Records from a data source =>
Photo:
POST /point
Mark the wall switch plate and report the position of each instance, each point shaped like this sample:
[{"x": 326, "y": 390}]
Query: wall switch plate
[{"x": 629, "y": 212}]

Aim of the task =>
What you return must match the entries exactly, word for word.

Result of this task =>
Photo:
POST /point
Mark the wall switch plate and report the position of each instance, each point shaped like this sample:
[{"x": 326, "y": 390}]
Query: wall switch plate
[{"x": 629, "y": 212}]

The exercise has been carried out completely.